AIM OF THE EXERCISE: In the lines below, from the first one up to and including the line that contains "point(217, 117)", change "exercise" to "drill" and leave everything else as it is. Give back only those lines.
**** MATERIAL FOR THIS EXERCISE ****
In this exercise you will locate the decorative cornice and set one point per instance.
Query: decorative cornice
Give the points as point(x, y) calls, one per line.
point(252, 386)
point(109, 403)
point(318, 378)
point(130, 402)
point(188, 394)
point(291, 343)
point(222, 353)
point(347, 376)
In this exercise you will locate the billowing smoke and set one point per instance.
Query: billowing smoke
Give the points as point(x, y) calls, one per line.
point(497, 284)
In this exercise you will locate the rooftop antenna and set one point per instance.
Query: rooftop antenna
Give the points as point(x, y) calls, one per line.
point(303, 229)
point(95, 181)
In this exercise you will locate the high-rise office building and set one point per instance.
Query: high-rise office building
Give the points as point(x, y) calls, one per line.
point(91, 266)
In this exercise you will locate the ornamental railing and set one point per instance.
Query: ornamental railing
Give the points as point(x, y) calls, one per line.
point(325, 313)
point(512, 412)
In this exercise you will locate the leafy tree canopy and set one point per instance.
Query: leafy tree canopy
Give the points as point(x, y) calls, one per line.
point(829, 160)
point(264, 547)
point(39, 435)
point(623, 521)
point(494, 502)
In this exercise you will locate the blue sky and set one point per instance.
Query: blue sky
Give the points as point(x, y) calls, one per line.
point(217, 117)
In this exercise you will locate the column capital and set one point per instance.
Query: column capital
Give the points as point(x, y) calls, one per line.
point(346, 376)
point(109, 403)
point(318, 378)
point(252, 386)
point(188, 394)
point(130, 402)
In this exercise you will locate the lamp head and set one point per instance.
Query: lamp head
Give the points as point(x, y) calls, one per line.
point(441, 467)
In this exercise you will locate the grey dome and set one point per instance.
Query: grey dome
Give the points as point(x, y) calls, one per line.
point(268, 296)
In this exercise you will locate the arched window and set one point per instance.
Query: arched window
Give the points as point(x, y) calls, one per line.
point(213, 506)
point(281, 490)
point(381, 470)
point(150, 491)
****
OUTPUT OF THE TASK:
In this drill you will locate the decorative cornice and set one point per instance.
Query: decorative cornice
Give the points as point(x, y) calls, one per line.
point(252, 386)
point(109, 403)
point(318, 378)
point(130, 402)
point(188, 394)
point(291, 343)
point(222, 353)
point(347, 376)
In this drill you will locate the billowing smoke and set one point per instance.
Query: billowing smoke
Give the points as point(x, y) calls, one per line.
point(497, 284)
In this drill you will locate the rooftop antenna and set one point per instance.
Query: rooftop antenna
Give the points as point(x, y) calls, one per line.
point(303, 229)
point(95, 181)
In this drill you will locate the high-rise office building and set one point per instance.
Query: high-rise office building
Give the points as point(x, y) calls, one per line.
point(91, 266)
In this drill you will locate the ornamental railing and set one point per instance.
Query: ornamental railing
Give the points as point(x, y) calls, one per line.
point(325, 313)
point(512, 412)
In this drill you will locate the leafy tree canopy and set one point per instance.
Query: leafy tree canopy
Give the points as point(x, y) calls, one per line.
point(829, 160)
point(264, 547)
point(39, 435)
point(623, 521)
point(494, 502)
In this drill you will locate the blue sky and set one point per instance.
Query: blue sky
Give the points as point(x, y) calls, one per line.
point(217, 117)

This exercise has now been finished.